* _WHAT NEEDS TO BE DONE_:
Word for word, return every record that follows.

* _RECORDS SHOWN_:

========================================

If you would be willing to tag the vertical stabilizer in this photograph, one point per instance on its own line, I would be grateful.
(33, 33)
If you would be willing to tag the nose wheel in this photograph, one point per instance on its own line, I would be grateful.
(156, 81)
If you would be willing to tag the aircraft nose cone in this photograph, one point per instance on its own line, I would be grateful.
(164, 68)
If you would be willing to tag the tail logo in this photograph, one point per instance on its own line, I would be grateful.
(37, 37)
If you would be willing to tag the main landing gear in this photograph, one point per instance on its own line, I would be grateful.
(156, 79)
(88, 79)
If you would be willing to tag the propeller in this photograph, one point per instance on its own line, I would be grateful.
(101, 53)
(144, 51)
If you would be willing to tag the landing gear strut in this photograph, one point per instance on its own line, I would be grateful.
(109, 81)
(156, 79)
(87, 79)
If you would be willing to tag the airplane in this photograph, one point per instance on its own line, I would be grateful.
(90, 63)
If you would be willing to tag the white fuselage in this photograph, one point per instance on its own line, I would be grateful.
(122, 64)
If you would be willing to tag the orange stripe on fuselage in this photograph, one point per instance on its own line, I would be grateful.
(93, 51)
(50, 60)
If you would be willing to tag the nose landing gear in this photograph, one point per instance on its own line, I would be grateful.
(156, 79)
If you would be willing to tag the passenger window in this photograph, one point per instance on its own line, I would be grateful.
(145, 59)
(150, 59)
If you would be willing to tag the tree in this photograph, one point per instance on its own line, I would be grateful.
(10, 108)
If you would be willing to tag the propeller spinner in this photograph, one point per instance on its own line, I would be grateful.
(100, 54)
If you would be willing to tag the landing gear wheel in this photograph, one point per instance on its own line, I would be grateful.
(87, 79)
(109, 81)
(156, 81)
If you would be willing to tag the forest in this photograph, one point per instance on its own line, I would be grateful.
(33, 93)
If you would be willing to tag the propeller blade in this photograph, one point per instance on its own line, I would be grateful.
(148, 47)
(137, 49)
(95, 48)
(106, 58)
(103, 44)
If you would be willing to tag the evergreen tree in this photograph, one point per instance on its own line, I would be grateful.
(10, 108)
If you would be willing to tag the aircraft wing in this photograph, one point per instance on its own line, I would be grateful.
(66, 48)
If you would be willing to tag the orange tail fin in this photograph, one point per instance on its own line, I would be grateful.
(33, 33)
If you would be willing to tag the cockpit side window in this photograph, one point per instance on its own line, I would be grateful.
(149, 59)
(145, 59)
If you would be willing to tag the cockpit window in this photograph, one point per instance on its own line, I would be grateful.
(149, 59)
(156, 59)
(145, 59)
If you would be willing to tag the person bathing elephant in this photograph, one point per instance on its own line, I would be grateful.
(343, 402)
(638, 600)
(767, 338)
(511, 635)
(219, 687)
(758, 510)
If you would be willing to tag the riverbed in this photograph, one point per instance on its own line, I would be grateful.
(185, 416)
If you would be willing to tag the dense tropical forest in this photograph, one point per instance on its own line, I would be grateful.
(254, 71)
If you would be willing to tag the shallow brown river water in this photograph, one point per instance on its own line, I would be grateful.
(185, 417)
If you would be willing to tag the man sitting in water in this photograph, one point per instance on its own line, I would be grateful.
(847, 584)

========================================

* _RESULT BELOW_:
If you would be willing to tag the vertical stabilizer in this photograph, one point per instance on its own line, I would be grateful.
(33, 33)
If you would be willing to tag the nose wheel in this photograph, one point per instance on its own line, I would be grateful.
(156, 81)
If you would be willing to tag the aircraft nose cone in this photograph, one point per instance on its own line, I would be grateful.
(164, 68)
If you would be willing to tag the tail logo in this photograph, one point per instance on its own line, I would be grateful.
(37, 37)
If you would be willing to tag the main landing gear in this photograph, one point per instance on its own line, I would be grateful.
(156, 79)
(88, 79)
If you would be willing to tag the propeller in this photograph, one point per instance on its own line, I would be grateful.
(101, 53)
(144, 51)
If you would be willing to tag the landing gear strut in this photograph, one point per instance on its own line, I would be grateful.
(109, 81)
(156, 79)
(87, 79)
If you would be willing to tag the airplane in this photograph, one point per instance on its own line, I would be grateful.
(90, 63)
If you would be willing to tag the white fuselage in this photograph, one point per instance on its own line, I would be grateful.
(122, 64)
If you would be willing to tag the orange stripe on fuselage in this photograph, one point per instance on its own line, I would be grateful.
(93, 51)
(50, 60)
If you would be willing to tag the nose landing gear in this photograph, one point per instance on its own line, I would be grateful.
(156, 79)
If you would be willing to tag the passenger window in this photograph, one point per instance on its own line, I would be grateful.
(145, 59)
(150, 59)
If you would be willing to tag the tree in this photograph, one point per instance on its own line, I would be grateful.
(10, 108)
If you would be willing to tag the propeller spinner in this photograph, one point per instance on its own line, I would be grateful.
(100, 54)
If you would be willing to tag the landing gear wheel in this photograph, one point per instance on its own line, I would be grateful.
(87, 79)
(109, 81)
(156, 81)
If you would be willing to tag the forest in this photograph, one point per instance on its own line, I would be grateful.
(33, 93)
If you would be willing to tag the propeller blade in this photograph, one point per instance on its own line, I would be grateful.
(148, 47)
(137, 49)
(95, 48)
(106, 58)
(103, 44)
If you would be willing to tag the evergreen tree in this photograph, one point per instance on its own line, I would be grateful.
(10, 108)
If you would be willing to tag the aircraft wing in this photograph, one point per instance on its own line, I would be grateful.
(66, 48)
If you would be willing to tag the orange tail fin in this photograph, one point per instance on its own line, I would be grateful.
(33, 33)
If you would be willing to tag the cockpit side window in this photograph, one point per instance on its own line, I would be grateful.
(149, 59)
(145, 59)
If you would be willing to tag the cockpit window in this photograph, one point per instance on its own line, I would be grateful.
(149, 59)
(156, 59)
(145, 59)
If you would be willing to tag the person bathing elephant in this photograph, one point per instance on its own line, I would be grateful.
(343, 402)
(638, 600)
(767, 338)
(511, 635)
(219, 687)
(758, 510)
If you would be willing to tag the riverbed in this photograph, one point per instance on its own line, I would be grateful.
(185, 416)
If you would be willing to tag the dense tropical forest in this photograph, one point per instance on its own line, I would be grateful.
(254, 71)
If you would be willing to tag the shallow brown river water in this photograph, one point per instance on its own line, I would be grateful.
(185, 417)
If you would be willing to tag the man sitting in water in this photograph, one point per instance on its own line, I would be grateful.
(847, 584)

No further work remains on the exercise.